--- Start ---

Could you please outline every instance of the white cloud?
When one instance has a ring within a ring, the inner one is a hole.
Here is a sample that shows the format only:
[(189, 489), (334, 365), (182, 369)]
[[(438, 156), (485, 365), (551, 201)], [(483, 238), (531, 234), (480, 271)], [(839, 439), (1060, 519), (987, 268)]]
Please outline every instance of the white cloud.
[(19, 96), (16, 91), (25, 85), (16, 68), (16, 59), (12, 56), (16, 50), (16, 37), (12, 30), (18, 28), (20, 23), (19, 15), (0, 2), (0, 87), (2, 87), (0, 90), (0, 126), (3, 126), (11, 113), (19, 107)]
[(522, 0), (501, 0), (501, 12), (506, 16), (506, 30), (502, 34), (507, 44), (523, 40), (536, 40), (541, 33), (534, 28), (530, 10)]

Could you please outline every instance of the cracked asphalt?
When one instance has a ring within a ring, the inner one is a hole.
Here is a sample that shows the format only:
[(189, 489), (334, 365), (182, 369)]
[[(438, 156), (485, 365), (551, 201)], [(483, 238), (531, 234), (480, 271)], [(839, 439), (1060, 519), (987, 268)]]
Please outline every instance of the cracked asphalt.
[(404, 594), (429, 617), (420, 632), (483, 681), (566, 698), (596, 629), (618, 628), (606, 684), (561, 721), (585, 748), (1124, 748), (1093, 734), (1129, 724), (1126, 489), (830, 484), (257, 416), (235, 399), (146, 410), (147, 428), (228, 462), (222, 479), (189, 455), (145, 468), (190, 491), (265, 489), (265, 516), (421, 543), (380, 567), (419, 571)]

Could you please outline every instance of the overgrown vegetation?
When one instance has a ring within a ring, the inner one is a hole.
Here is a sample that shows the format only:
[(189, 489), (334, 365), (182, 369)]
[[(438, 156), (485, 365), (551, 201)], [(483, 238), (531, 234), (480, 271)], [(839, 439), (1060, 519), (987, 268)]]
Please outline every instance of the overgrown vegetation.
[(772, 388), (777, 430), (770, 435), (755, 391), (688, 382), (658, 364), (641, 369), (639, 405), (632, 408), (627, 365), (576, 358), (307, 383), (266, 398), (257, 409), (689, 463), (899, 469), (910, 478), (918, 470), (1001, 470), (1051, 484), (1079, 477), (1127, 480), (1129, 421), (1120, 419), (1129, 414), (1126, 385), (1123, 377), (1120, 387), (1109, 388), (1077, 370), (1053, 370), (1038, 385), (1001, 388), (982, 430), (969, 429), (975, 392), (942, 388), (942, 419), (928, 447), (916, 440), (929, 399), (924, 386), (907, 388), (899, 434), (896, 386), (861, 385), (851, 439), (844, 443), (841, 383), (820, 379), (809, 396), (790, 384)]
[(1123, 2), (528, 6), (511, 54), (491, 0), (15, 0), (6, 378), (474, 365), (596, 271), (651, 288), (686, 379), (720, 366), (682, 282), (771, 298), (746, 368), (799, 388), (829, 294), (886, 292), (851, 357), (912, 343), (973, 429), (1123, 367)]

--- End ---

WHAT THE TASK REQUIRES ▸
Please reproduce, word for word, the part of the records that opens with the line containing "Could you please outline every instance of the overgrown" and closes with the line containing "Please outline every instance of the overgrown vegetation.", including both of those lines.

WRITTEN REPLY ▸
Could you please outline every instance of the overgrown vegetation?
When one instance has a ring within a ring, the inner one is a hole.
Here is a sample that shows the format only:
[(189, 489), (334, 365), (182, 369)]
[[(438, 156), (485, 365), (551, 201)], [(483, 238), (531, 234), (480, 271)], [(839, 439), (1060, 519), (987, 268)]]
Please outline every instance of the overgrown vegetation.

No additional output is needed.